Prompt - Would you please return the lines of the entries below starting at the line that has "Target: tan badlands terrain" and ending at the line that has "x=678, y=57", both included, exactly as they are?

[Collected data entries]
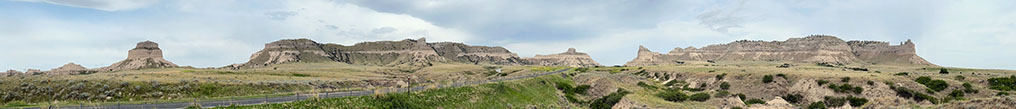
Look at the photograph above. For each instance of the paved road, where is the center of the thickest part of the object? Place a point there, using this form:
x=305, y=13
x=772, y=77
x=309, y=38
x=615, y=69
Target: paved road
x=255, y=101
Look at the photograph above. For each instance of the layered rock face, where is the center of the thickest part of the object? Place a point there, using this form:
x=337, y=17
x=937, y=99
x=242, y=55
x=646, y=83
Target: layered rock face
x=385, y=53
x=144, y=55
x=69, y=68
x=809, y=49
x=568, y=58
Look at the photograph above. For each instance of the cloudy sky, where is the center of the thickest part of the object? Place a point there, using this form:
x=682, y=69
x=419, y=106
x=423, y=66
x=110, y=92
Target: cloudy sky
x=47, y=34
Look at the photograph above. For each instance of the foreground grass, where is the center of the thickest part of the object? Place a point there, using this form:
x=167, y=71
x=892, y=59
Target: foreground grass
x=537, y=92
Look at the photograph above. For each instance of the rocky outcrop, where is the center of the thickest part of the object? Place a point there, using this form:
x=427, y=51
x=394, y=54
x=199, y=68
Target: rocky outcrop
x=809, y=49
x=145, y=55
x=69, y=68
x=384, y=53
x=568, y=58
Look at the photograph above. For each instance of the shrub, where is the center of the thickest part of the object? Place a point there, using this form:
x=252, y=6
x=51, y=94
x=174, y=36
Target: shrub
x=855, y=101
x=792, y=98
x=608, y=101
x=580, y=89
x=701, y=97
x=721, y=94
x=724, y=86
x=742, y=96
x=767, y=78
x=1003, y=84
x=643, y=85
x=923, y=79
x=669, y=84
x=834, y=102
x=969, y=89
x=902, y=73
x=754, y=101
x=822, y=82
x=673, y=96
x=937, y=85
x=817, y=105
x=956, y=94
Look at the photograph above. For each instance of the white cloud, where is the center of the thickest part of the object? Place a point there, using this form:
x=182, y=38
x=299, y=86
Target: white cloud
x=107, y=5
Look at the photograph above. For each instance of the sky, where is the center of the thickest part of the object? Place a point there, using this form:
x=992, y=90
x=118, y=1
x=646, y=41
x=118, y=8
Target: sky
x=48, y=34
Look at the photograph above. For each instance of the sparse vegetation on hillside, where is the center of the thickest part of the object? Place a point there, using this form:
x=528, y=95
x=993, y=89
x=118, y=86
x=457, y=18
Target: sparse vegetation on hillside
x=767, y=78
x=935, y=85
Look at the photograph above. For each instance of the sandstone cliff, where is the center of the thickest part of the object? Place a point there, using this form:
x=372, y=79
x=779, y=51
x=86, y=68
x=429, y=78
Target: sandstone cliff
x=144, y=55
x=385, y=53
x=809, y=49
x=568, y=58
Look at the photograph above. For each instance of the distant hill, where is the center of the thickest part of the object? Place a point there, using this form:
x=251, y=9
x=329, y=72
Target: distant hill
x=810, y=49
x=389, y=53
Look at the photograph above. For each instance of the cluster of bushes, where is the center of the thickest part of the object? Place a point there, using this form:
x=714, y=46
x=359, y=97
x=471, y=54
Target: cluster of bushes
x=569, y=90
x=794, y=98
x=1003, y=84
x=608, y=101
x=643, y=85
x=935, y=85
x=767, y=78
x=909, y=94
x=678, y=96
x=845, y=88
x=839, y=101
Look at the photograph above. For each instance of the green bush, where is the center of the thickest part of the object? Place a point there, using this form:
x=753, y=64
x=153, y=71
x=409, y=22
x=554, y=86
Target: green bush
x=580, y=89
x=902, y=73
x=608, y=101
x=755, y=101
x=673, y=96
x=701, y=97
x=856, y=101
x=956, y=94
x=834, y=102
x=794, y=98
x=822, y=82
x=721, y=94
x=743, y=97
x=643, y=85
x=967, y=88
x=845, y=88
x=1003, y=84
x=724, y=86
x=817, y=105
x=767, y=78
x=923, y=79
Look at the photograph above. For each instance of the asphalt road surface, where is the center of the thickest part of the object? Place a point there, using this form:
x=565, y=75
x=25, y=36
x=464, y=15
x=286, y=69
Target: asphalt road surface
x=284, y=99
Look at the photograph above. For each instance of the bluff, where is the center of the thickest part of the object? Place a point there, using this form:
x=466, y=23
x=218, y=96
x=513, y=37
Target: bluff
x=145, y=55
x=385, y=53
x=568, y=58
x=808, y=49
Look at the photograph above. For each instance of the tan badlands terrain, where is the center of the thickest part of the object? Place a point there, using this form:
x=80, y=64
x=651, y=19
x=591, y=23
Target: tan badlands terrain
x=806, y=66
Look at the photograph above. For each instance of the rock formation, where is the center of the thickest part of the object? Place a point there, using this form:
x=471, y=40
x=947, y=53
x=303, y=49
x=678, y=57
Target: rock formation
x=69, y=68
x=568, y=58
x=385, y=53
x=809, y=49
x=145, y=55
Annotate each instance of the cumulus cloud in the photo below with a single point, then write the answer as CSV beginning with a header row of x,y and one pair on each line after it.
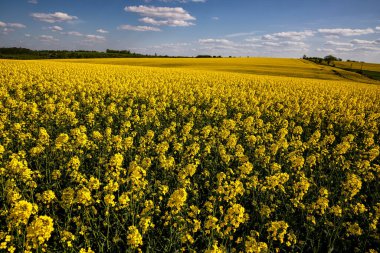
x,y
363,42
345,31
326,50
11,25
139,28
74,33
288,35
101,31
215,41
56,28
16,25
47,38
95,38
168,16
53,17
336,43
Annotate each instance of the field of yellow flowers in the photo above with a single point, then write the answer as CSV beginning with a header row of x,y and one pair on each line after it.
x,y
103,158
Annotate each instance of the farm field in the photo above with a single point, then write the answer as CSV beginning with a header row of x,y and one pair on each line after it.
x,y
187,155
259,66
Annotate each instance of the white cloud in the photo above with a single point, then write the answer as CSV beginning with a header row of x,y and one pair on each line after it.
x,y
288,35
152,21
53,17
340,44
215,41
139,28
252,40
345,31
326,50
95,38
12,25
47,38
232,35
101,31
16,25
56,28
169,16
363,42
74,33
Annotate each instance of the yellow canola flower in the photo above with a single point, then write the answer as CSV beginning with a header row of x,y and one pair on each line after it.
x,y
39,231
177,199
134,238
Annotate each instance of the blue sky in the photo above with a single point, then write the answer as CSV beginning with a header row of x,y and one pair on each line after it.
x,y
349,29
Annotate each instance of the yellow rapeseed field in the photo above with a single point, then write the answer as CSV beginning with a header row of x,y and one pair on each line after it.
x,y
117,158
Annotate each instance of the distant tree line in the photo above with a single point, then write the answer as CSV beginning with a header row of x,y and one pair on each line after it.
x,y
208,56
325,60
25,53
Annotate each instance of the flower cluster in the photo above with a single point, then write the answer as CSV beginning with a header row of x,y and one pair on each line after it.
x,y
108,158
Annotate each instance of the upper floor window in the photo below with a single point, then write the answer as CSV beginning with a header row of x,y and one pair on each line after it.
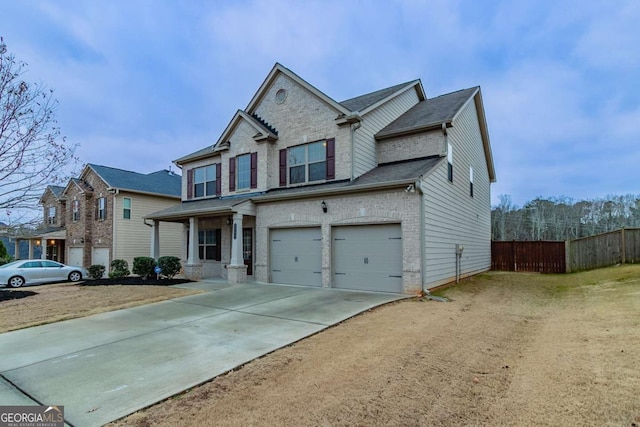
x,y
101,208
308,163
75,210
203,181
51,215
243,172
126,208
450,162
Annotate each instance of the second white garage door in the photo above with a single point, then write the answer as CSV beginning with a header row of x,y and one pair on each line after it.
x,y
296,256
368,257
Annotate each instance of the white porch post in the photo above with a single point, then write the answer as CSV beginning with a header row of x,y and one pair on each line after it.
x,y
155,240
236,241
194,256
193,267
236,270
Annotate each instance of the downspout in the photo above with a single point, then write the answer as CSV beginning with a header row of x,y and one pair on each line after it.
x,y
423,261
115,192
353,127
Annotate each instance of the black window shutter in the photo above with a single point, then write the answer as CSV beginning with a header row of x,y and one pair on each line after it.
x,y
232,174
331,158
189,184
218,254
254,170
283,167
218,179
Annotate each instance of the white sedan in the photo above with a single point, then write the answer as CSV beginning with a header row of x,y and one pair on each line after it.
x,y
35,271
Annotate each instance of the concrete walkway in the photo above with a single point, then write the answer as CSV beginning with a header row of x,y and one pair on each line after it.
x,y
106,366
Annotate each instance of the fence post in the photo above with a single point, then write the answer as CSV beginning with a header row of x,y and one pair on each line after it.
x,y
623,249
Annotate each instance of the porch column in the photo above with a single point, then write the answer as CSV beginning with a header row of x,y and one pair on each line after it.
x,y
155,240
236,270
193,268
236,240
194,256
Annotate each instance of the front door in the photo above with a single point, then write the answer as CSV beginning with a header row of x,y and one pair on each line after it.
x,y
247,249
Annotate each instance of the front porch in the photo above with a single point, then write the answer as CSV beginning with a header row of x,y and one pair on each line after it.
x,y
218,243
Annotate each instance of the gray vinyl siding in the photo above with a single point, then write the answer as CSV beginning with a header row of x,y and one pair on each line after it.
x,y
451,214
365,143
131,238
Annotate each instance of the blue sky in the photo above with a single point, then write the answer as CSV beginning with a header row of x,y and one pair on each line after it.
x,y
142,83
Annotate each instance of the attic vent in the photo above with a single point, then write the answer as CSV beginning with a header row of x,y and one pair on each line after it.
x,y
265,124
281,96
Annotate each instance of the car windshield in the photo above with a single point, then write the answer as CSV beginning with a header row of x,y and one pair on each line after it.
x,y
11,264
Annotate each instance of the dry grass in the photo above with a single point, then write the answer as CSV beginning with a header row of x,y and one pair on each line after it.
x,y
67,301
510,349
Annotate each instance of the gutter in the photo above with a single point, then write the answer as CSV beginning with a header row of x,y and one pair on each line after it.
x,y
330,192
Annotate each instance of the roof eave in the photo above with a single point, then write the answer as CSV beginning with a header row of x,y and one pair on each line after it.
x,y
417,84
333,191
418,129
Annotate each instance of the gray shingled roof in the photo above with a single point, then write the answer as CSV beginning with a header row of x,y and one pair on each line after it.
x,y
428,113
361,102
162,182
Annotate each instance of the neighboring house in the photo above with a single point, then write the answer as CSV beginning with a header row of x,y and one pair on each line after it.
x,y
389,191
99,216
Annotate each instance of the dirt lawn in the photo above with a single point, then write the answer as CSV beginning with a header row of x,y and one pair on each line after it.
x,y
510,349
63,301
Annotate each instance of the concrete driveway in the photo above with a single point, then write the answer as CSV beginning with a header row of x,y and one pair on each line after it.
x,y
106,366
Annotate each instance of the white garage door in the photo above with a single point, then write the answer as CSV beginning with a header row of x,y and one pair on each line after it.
x,y
368,257
296,256
101,256
76,256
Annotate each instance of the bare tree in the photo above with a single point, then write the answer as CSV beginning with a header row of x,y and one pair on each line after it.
x,y
33,154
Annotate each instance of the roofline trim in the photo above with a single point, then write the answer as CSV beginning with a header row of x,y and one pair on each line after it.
x,y
280,69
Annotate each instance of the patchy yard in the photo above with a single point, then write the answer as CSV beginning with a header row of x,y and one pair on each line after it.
x,y
53,303
510,349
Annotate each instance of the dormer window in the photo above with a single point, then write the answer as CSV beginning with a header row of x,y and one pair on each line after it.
x,y
51,215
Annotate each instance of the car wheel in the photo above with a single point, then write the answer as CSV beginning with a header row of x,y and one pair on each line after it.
x,y
75,276
16,282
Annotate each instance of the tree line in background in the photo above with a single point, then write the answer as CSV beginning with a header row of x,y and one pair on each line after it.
x,y
563,218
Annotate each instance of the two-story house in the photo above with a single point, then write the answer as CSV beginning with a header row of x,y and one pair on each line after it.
x,y
388,191
100,216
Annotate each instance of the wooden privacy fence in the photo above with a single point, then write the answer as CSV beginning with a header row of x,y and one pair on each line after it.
x,y
602,250
538,256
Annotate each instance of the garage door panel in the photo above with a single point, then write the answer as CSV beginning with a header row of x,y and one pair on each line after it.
x,y
296,256
368,258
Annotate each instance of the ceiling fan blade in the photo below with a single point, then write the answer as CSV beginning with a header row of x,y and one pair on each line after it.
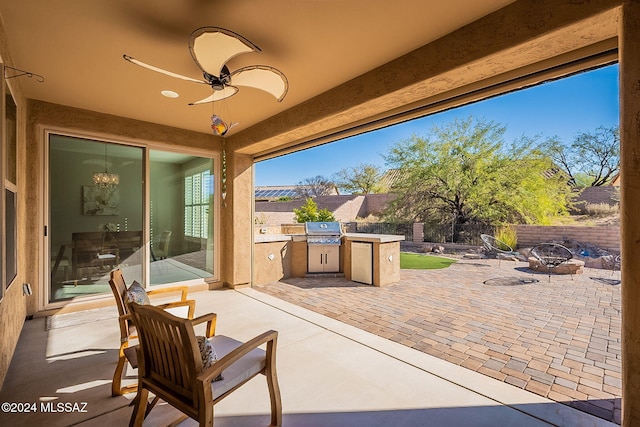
x,y
217,95
212,47
262,77
161,71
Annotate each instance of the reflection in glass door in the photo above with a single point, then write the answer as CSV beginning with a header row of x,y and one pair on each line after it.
x,y
96,205
180,217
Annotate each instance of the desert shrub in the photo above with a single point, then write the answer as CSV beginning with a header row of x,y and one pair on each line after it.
x,y
601,209
309,212
508,235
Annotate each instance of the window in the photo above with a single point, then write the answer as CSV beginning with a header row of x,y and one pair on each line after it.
x,y
198,191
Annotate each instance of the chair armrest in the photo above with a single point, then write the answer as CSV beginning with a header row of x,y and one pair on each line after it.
x,y
183,289
186,303
211,319
269,337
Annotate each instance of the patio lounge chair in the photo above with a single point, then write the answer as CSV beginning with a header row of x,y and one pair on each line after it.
x,y
128,331
174,368
551,255
498,249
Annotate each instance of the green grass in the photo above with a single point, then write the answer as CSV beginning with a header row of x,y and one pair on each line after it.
x,y
413,261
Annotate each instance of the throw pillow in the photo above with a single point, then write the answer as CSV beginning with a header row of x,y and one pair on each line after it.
x,y
208,354
136,293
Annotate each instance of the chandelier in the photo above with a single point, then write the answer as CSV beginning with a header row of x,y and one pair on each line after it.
x,y
106,179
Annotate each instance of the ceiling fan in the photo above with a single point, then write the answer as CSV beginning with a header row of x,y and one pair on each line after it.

Solution below -
Target: tan badlands terrain
x=806, y=66
Look at the photograph above. For each instance of the rock formation, where is the center of the thickest part of the object? Place a point there, using this form:
x=471, y=40
x=947, y=53
x=303, y=49
x=678, y=57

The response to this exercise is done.